LG Saarbrücken v. 12.03.2010: Bei einem Fahrstreifenwechsel spricht der Anscheinsbeweis gegen den Spurwechsler


Das Landgericht Saarbrücken (Urteil vom 12.03.2010 - 13 S 215/09) hat entschieden:
Wird gegen eine Schutzvorschrift verstoßen, die auf bestimmten Erfahrungen über die Gefährlichkeit einer Handlungsweise beruht, so kann bei einem Schadenseintritt nach erstem Anschein darauf geschlossen werden, dass sich die von ihr bekämpfte Gefahr verwirklicht hat, sofern sich der Schadensfall in zeitlichem und sachlichem Zusammenhang mit dem vorschriftswidrigen Verhalten ereignet hat. Jedenfalls wenn es in einem engen räumlichen und zeitlichen Zusammenhang mit dem Fahrstreifenwechsel eines Fahrzeuges zu einer Kollision mit einem auf der anderen Fahrspur befindlichen Fahrzeug kommt, wird regelmäßig von einem Anscheinsbeweis für einen schuldhaften Verstoß des den Fahrstreifen wechselnden Fahrzeugführers ausgegangen.


Gründe:

I.

Der Kläger macht gegen die Beklagten Ersatzansprüche aus einem Unfallgeschehen geltend, das sich am 12.7.2008 auf der ... in ... ereignet hat. Nachdem der Erstbeklagte mit seinem bei der Zweitbeklagten haftpflichtversicherten Fahrzeug (...) im Bereich der Auffahrt auf die BAB ... Fahrtrichtung ... von der rechten, nach ... führenden, auf die linke Fahrspur, die auf die Autobahn führt, wechselte, geriet das klägerische Fahrzeug (damals: ...) gegen die linksseitige Leitplanke und wurde hierbei beschädigt. Auf den Schaden von insgesamt 3.526,65 EUR zahlte die Zweitbeklagte vorgerichtlich 545,11 EUR auf der Grundlage einer Haftung in Höhe von 25%. Den Restbetrag von 2.981,54 EUR sowie vorgerichtliche Rechtsanwaltsgebühren jeweils nebst gesetzlicher Zinsen macht der Kläger mit der Klage geltend.

Er behauptet, die beiden Fahrzeuge seien über eine Strecke von 10-20 Meter nebeneinander gefahren, als der Erstbeklagte im Bereich der Sperrfläche zwischen den beiden Fahrspuren unerwartet und ohne Vorankündigung die Spur gewechselt habe. Der Kläger habe abgebremst und sei nach links ausgewichen, um eine Kollision zu vermeiden, und sei dabei mit der Leitplanke kollidiert.

######

§ **Die Aufgabe**
Schreib das Urteil zum Unfall beim Spurwechsel ab dem letzten Satz weiter. Die Liste stammt aus einer anderen Quelle.

§ **Zeilen aus einem Datensatz zum Beschriften von Boxen**

######

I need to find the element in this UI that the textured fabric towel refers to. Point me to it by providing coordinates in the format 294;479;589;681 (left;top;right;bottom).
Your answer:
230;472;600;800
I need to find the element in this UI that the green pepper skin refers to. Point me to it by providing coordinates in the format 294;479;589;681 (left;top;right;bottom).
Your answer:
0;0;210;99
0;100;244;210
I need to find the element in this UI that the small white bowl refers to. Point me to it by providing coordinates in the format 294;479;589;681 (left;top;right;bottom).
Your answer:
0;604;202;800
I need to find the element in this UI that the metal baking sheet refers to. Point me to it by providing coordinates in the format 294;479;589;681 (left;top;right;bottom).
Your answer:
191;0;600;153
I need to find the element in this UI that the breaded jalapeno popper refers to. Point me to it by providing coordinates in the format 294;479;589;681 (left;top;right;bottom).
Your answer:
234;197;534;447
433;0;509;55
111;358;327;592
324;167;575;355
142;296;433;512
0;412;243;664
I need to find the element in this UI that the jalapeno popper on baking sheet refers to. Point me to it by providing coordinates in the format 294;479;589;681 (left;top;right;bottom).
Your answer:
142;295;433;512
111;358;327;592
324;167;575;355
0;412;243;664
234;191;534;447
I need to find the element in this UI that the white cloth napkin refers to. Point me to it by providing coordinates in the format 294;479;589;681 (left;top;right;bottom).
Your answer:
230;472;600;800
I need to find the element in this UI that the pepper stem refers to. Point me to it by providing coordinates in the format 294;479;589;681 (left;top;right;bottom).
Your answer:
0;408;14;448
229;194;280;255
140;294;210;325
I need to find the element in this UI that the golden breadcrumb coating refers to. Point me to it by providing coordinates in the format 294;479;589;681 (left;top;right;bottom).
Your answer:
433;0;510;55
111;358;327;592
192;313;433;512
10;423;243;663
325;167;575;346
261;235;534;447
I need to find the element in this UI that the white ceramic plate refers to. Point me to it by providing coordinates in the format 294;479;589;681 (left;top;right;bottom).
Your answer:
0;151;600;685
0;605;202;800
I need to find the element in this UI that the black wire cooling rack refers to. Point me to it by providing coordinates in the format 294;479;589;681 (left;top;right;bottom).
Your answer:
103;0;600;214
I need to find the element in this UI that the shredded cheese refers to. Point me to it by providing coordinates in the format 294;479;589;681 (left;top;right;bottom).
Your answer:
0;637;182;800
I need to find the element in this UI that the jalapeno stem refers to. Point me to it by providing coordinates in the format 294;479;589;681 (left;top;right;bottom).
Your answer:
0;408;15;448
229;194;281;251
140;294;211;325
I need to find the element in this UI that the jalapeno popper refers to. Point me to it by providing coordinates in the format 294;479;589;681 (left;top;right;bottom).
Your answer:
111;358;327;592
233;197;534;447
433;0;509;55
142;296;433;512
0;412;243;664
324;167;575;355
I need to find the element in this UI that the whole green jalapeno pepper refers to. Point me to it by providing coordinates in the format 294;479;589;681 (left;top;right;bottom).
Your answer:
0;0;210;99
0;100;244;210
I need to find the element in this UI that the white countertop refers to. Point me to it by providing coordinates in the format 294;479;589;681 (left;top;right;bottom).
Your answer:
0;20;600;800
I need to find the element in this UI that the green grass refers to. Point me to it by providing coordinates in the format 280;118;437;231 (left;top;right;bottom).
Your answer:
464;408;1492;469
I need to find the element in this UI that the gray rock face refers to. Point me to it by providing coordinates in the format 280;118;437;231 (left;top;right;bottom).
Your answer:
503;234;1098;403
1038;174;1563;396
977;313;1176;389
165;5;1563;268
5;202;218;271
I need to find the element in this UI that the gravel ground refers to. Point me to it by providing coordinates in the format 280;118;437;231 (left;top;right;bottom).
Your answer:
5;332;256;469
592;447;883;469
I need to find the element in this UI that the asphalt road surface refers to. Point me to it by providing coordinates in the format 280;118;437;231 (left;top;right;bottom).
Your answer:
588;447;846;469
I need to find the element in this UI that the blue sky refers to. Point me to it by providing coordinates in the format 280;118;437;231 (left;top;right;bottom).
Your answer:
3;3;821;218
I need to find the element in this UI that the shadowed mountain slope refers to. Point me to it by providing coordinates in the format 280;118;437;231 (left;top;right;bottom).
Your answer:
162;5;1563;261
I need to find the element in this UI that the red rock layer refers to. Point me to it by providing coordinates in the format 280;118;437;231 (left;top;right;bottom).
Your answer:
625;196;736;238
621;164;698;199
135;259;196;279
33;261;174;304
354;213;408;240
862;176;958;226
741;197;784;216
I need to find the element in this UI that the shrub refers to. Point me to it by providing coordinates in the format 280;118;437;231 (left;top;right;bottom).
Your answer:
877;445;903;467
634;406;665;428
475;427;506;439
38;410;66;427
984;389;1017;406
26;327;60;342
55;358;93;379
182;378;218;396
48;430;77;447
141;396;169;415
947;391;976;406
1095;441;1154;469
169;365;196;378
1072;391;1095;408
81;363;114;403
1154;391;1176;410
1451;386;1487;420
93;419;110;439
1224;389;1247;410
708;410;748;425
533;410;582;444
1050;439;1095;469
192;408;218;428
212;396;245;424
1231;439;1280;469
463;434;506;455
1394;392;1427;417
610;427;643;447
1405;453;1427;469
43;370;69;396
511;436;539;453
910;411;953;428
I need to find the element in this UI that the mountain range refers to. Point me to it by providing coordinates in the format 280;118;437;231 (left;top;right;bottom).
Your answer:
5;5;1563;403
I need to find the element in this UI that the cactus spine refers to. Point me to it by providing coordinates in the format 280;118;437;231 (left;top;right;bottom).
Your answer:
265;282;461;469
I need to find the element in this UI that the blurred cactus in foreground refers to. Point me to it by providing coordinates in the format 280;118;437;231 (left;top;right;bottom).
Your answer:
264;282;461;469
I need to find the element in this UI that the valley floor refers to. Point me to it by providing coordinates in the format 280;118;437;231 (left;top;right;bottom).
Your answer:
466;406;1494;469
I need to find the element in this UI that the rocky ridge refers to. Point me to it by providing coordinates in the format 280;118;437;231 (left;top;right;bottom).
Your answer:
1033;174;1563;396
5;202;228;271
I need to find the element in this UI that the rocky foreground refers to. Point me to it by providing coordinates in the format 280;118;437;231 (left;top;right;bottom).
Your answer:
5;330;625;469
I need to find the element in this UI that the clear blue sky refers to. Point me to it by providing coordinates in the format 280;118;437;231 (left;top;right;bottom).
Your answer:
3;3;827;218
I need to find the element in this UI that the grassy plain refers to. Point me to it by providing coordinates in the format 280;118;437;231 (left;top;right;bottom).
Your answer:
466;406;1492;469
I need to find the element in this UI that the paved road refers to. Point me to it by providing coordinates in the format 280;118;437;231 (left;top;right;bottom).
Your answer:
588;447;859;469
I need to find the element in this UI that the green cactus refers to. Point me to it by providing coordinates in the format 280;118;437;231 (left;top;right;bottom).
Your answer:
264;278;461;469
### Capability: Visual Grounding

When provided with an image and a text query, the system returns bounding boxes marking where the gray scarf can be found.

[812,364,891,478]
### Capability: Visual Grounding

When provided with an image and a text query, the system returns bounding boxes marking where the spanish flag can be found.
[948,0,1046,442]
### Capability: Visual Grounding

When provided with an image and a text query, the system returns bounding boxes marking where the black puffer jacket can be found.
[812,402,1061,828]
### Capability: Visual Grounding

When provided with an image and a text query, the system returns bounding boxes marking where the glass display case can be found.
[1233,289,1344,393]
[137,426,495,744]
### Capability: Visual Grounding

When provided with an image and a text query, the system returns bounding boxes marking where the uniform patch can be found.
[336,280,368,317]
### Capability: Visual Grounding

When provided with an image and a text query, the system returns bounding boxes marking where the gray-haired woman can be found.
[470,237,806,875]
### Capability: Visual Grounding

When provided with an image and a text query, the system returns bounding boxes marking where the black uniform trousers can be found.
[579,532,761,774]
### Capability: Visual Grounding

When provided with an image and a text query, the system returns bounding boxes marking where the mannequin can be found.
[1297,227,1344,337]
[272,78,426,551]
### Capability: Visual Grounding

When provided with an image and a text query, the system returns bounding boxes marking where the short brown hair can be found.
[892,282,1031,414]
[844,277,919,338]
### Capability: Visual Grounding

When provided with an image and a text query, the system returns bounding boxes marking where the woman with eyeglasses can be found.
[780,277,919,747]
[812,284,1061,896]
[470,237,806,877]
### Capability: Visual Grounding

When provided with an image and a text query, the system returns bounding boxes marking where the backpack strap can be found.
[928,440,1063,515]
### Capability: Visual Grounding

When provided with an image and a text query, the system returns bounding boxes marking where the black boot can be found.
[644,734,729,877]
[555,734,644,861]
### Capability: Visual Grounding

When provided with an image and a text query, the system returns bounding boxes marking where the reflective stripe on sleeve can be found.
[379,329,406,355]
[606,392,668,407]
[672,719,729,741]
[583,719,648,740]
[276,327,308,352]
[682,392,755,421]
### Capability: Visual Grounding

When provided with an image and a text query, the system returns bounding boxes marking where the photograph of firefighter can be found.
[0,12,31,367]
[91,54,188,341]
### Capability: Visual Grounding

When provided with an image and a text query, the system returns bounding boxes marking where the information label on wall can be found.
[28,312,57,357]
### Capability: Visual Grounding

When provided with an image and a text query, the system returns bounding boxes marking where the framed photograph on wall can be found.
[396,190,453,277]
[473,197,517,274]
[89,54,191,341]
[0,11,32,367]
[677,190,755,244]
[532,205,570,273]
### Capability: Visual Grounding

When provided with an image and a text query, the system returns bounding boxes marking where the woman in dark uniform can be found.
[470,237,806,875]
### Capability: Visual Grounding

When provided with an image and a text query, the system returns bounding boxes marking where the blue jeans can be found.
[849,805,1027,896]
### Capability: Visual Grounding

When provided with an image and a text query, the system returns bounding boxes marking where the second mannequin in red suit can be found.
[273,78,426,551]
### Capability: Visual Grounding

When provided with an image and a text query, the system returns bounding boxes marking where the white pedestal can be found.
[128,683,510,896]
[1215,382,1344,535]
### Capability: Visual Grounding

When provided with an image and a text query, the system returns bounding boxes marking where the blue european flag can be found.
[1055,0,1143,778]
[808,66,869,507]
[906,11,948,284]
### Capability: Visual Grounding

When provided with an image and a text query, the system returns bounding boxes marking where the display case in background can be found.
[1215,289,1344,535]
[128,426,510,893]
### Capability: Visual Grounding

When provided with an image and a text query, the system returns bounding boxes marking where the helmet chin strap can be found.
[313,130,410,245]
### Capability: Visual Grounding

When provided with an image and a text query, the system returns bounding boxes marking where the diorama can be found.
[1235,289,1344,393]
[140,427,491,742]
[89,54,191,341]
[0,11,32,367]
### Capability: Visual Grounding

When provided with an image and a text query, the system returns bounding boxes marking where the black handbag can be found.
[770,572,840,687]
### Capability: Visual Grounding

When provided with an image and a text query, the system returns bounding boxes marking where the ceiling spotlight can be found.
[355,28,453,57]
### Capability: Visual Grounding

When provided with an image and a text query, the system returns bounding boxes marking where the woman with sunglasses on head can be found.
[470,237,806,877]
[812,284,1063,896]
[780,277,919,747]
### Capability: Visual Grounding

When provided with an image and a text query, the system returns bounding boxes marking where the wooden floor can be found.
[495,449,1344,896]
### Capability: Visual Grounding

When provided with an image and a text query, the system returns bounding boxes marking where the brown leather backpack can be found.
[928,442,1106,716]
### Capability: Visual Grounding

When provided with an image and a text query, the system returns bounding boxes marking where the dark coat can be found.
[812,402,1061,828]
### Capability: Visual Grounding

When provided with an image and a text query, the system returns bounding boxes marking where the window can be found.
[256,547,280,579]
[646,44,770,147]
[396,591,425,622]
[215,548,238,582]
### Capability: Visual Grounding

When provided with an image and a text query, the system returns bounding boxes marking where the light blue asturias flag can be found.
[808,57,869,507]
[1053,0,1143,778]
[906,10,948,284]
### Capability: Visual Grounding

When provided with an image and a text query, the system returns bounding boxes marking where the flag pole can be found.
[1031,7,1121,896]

######

§ **Das Ergebnis**
Die Beklagten behaupten, vor dem Spurwechsel habe sich der Erstbeklagte im Außen- und Innenspiegel nach hinten versichert, wobei das Klägerfahrzeug noch mit deutlichem Abstand hinter dem Beklagtenfahrzeug gefahren sei. Der Spurwechsel sei ordnungsgemäß und frühzeitig durch Betätigung des linken Fahrtrichtungsanzeigers eingeleitet worden und nicht im Bereich der Sperrfläche erfolgt. Die Ursächlichkeit des Fahrspurwechsels mit der Kollision des Klägers haben sie bestritten.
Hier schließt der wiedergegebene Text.